100 Continue
Informational - Continue with the request
HTTP 100 Continue
What It Means
The HTTP 100 Continue status code is an informational response indicating that the initial part of a request has been received and has not been rejected by the server. The client should continue sending the request body.
How It Works
The 100 Continue mechanism optimizes large POST/PUT requests:
- Client sends headers with
Expect: 100-continue - Server validates headers (authentication, content-length limits, etc.)
- If valid, server responds with 100 Continue
- Client sends the request body
- Server processes and sends final response (200, 201, etc.)
When It's Used
- Large file uploads: Check if server will accept before sending megabytes
- Authentication: Verify credentials before sending body
- Content validation: Check Content-Type is acceptable
Example Request/Response
# Client request
POST /upload HTTP/1.1
Host: api.example.com
Content-Type: application/octet-stream
Content-Length: 104857600
Expect: 100-continue
# Server response (if OK to proceed)

Complete the following:
a – What kind of response does the HTTP 100 Continue page say the 100 Continue status code is?
b – Transcribe the HTTP 100 Continue page between "When It's Used" and "OK to proceed)", inclusive.
The lines that come next are from a different source than the HTTP 100 Continue page.

Data lines:
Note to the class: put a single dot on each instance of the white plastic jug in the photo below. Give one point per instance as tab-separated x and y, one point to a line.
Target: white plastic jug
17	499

Worked answers:
a – An informational response.

b –
When It's Used
- Large file uploads: Check if server will accept before sending megabytes
- Authentication: Verify credentials before sending body
- Content validation: Check Content-Type is acceptable
Example Request/Response
# Client request
POST /upload HTTP/1.1
Host: api.example.com
Content-Type: application/octet-stream
Content-Length: 104857600
Expect: 100-continue
# Server response (if OK to proceed)